-- START --

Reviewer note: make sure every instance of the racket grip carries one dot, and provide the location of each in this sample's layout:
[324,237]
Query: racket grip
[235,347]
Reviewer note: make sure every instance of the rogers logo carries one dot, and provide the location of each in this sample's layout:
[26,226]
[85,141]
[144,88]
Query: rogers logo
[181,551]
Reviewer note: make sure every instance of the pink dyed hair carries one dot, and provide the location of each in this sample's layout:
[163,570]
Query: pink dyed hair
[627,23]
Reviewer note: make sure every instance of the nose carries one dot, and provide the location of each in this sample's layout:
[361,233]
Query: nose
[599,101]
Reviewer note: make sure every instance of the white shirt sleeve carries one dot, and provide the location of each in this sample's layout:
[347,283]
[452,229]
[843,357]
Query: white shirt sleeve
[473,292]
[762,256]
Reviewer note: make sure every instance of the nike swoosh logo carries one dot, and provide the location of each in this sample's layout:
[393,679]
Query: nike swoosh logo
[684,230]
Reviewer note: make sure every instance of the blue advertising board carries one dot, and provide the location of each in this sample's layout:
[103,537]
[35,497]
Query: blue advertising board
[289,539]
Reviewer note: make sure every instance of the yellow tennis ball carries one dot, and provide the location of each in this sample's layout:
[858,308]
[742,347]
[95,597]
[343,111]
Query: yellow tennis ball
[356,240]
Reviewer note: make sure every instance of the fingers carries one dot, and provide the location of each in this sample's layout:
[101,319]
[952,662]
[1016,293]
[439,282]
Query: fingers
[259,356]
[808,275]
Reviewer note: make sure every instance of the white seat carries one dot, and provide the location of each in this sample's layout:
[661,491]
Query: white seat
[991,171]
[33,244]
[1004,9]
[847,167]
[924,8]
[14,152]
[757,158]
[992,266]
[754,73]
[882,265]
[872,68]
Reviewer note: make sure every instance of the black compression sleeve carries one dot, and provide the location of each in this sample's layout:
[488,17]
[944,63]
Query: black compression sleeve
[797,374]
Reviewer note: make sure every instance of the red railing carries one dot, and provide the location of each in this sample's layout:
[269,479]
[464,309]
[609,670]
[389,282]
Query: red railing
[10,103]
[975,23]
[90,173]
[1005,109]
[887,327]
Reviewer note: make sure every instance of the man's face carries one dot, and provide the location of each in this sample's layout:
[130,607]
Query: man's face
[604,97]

-- END --

Written problem ->
Copy everything from the line containing "Reviewer note: make sure every instance of the red" down to the end of the records, requests included. Scale each coordinate in the answers by 0.6 and round it to a whole number, with halves going up. Leave the numbers inside the requests unchanged.

Output for this exercise ->
Reviewer note: make sure every instance of the red railing carries one dot, and provide the location of each in this sample's layout:
[269,479]
[464,309]
[609,670]
[389,282]
Query: red railing
[6,62]
[585,14]
[54,104]
[603,65]
[532,196]
Reviewer note: make sure every instance of the man's face carries one dot, and provide the location of each in this sample's layout:
[130,607]
Query: man's face
[362,58]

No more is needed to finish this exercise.